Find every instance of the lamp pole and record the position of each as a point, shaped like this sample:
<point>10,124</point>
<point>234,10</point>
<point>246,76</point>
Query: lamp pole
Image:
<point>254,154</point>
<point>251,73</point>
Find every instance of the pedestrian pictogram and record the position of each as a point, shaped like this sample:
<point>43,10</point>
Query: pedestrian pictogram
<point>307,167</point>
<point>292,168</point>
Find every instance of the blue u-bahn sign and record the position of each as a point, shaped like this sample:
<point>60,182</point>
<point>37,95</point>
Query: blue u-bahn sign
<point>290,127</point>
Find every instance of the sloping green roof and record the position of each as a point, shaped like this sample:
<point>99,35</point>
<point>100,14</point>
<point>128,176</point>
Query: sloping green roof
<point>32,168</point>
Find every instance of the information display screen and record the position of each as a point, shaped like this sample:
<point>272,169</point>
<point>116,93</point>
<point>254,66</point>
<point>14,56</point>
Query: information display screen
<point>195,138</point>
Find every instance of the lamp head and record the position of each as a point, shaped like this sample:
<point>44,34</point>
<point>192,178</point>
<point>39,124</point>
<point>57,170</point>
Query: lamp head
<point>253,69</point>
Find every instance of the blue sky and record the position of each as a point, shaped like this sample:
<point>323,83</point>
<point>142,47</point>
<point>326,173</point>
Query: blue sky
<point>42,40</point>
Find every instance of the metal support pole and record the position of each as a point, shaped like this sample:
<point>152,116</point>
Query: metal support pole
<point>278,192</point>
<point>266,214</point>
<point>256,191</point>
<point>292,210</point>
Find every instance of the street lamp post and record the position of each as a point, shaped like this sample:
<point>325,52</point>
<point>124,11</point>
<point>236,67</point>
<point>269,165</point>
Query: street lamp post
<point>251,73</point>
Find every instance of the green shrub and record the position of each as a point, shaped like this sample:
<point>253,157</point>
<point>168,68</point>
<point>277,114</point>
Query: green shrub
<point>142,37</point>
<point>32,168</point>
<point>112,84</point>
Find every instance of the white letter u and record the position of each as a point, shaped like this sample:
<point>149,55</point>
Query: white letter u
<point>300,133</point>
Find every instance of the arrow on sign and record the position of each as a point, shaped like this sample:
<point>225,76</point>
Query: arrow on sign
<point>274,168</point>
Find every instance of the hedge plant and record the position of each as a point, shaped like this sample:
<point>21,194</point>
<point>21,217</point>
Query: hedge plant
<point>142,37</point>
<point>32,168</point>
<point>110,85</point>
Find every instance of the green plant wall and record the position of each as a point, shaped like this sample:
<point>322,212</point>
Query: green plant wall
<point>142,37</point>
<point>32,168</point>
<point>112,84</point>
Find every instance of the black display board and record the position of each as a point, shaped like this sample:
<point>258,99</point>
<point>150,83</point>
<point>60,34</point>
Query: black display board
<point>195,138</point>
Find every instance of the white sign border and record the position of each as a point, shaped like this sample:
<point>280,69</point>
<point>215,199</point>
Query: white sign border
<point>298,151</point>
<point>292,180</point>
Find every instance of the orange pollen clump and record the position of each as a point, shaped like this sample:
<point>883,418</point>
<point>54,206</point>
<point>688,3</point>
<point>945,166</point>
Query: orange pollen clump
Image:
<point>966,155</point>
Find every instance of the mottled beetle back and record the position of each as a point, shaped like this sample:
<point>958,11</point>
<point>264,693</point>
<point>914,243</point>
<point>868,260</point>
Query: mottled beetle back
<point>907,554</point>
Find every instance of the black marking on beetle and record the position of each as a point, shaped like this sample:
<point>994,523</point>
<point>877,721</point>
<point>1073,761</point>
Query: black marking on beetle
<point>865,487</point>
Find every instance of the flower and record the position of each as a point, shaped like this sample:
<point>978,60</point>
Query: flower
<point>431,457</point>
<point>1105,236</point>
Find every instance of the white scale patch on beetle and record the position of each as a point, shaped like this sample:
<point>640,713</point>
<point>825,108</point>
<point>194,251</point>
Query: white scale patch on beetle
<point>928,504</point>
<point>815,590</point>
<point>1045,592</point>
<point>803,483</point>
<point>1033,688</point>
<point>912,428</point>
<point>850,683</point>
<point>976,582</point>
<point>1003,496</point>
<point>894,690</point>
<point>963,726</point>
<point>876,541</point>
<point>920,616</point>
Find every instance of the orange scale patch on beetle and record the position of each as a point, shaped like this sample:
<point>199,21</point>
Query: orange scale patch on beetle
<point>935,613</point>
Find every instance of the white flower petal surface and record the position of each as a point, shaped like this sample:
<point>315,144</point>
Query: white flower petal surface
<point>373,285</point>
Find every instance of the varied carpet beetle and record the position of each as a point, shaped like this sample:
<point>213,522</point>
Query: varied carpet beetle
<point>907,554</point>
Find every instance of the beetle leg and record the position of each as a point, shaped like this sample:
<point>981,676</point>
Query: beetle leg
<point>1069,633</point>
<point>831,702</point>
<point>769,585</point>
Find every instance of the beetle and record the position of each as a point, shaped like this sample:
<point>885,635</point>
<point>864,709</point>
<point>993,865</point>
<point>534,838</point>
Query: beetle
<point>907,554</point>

» **PROBLEM DESCRIPTION**: Rename "Query" to "Target" everywhere in the lines above, and leave everything else unchanged.

» **THE SOLUTION**:
Find every instance of the lamp pole and record the position of each as a point, shaped like this sample:
<point>10,124</point>
<point>234,10</point>
<point>246,76</point>
Target: lamp pole
Image:
<point>254,154</point>
<point>251,73</point>
Find every instance of the pedestrian pictogram and record the position of each as a point, shaped like this sample:
<point>43,10</point>
Target: pedestrian pictogram
<point>307,167</point>
<point>292,168</point>
Find every instance of the blue u-bahn sign and record the position of each as a point, shaped like this sample:
<point>60,182</point>
<point>37,95</point>
Target: blue u-bahn sign
<point>290,127</point>
Find every instance of the sloping green roof and record the position of each as a point, shaped like this sample:
<point>99,35</point>
<point>100,14</point>
<point>128,176</point>
Target: sloping green roof
<point>32,168</point>
Find every instance of the information display screen and record the position of each as a point, shaped like this sample:
<point>272,169</point>
<point>116,93</point>
<point>254,66</point>
<point>14,56</point>
Target: information display screen
<point>195,138</point>
Find every instance of the lamp head and record the position of each as a point, shaped like this sample:
<point>44,34</point>
<point>192,178</point>
<point>39,124</point>
<point>57,170</point>
Target: lamp head
<point>253,69</point>
Find every instance of the blue sky and record the position of each as a point, shaped like this sample:
<point>323,83</point>
<point>142,47</point>
<point>326,173</point>
Target: blue sky
<point>42,40</point>
Find every instance of the metal support pole and record the position of each as a point, shaped like this sample:
<point>152,116</point>
Target: metal support pole
<point>278,192</point>
<point>266,214</point>
<point>256,191</point>
<point>292,210</point>
Find every instance of the street lamp post and record the position of each as a point, shaped like this sample:
<point>325,52</point>
<point>124,11</point>
<point>236,67</point>
<point>269,165</point>
Target: street lamp post
<point>251,73</point>
Find every instance of the green shrub and record the position of each as a point, shaped like this sample:
<point>253,157</point>
<point>168,68</point>
<point>277,114</point>
Target: green shrub
<point>142,37</point>
<point>32,168</point>
<point>112,84</point>
Find every instance of the white letter u and record the position of each as a point, shaped like this sample:
<point>149,55</point>
Target: white letter u
<point>300,133</point>
Find every instance of the arrow on sign and record the position of each as a point, shaped like this sample:
<point>225,76</point>
Target: arrow on sign
<point>274,168</point>
Find every instance of the hedge plant and record the position of each as a point, shaped like this sample:
<point>21,194</point>
<point>21,217</point>
Target: hedge plant
<point>142,37</point>
<point>32,168</point>
<point>110,85</point>
Find every instance of the green plant wall and record the position of each as a point, shaped like this sample:
<point>322,212</point>
Target: green plant wall
<point>142,37</point>
<point>32,168</point>
<point>112,84</point>
Find every instance of the black display board and record the position of each as a point, shaped like this sample:
<point>258,99</point>
<point>150,83</point>
<point>60,34</point>
Target: black display board
<point>195,138</point>
Find every instance of the white sign border and record the position of each as a point, shaped like this sample:
<point>280,69</point>
<point>215,199</point>
Target: white sign border
<point>298,151</point>
<point>292,180</point>
Find every instance of the orange pollen clump and record the position of each as a point, shaped like this sample:
<point>883,418</point>
<point>54,206</point>
<point>688,3</point>
<point>945,166</point>
Target: orange pollen clump
Image:
<point>966,155</point>
Find every instance of the mottled beetle back and record the position of each as a point, shaped like this sample:
<point>958,11</point>
<point>264,693</point>
<point>914,243</point>
<point>868,260</point>
Target: mottled beetle back
<point>907,554</point>
Find every instance of the black marking on beetle and record the position of each as a point, shaped like this sample:
<point>994,523</point>
<point>877,721</point>
<point>1073,761</point>
Target: black marking on beetle
<point>865,487</point>
Find every instance of the flower and record the position of each as a point, shaped like this sample:
<point>978,60</point>
Target: flower
<point>431,457</point>
<point>1105,236</point>
Find every instance of the white scale patch on beetle and record the position of each as a point, shaped like this sample:
<point>640,713</point>
<point>825,108</point>
<point>194,251</point>
Target: white scale patch on beetle
<point>928,504</point>
<point>815,590</point>
<point>1045,592</point>
<point>803,483</point>
<point>1033,688</point>
<point>912,428</point>
<point>850,683</point>
<point>976,582</point>
<point>1003,496</point>
<point>894,690</point>
<point>963,726</point>
<point>876,541</point>
<point>920,616</point>
Find every instance of the orange scale patch on beetle and record the position of each as a point, shaped like this sample:
<point>199,21</point>
Target: orange scale patch on beetle
<point>935,613</point>
Find every instance of the white flower petal surface and record the position of each as a point, shaped like this sample:
<point>315,144</point>
Target: white flower petal surface
<point>373,285</point>
Find every instance of the varied carpet beetle and record the position of each as a point, shaped like this sample:
<point>213,522</point>
Target: varied carpet beetle
<point>907,554</point>
Find every instance of the beetle leg and record the position of each as a point, shaped like this sample:
<point>981,676</point>
Target: beetle leg
<point>1069,633</point>
<point>831,702</point>
<point>769,585</point>
Find every instance of the beetle and record the position of each as a point, shaped like this sample:
<point>885,635</point>
<point>864,709</point>
<point>993,865</point>
<point>534,838</point>
Target: beetle
<point>907,554</point>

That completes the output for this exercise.